What to produce: Print the records below exactly; all of them are needed.

Point localization data:

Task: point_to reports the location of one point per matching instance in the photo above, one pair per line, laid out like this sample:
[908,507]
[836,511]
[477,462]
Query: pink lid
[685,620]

Written response:
Task: point_to reports the location of one point per matching instance in the photo above, one pair per line, laid out like this sample:
[908,507]
[836,511]
[477,462]
Query: pink lid
[685,620]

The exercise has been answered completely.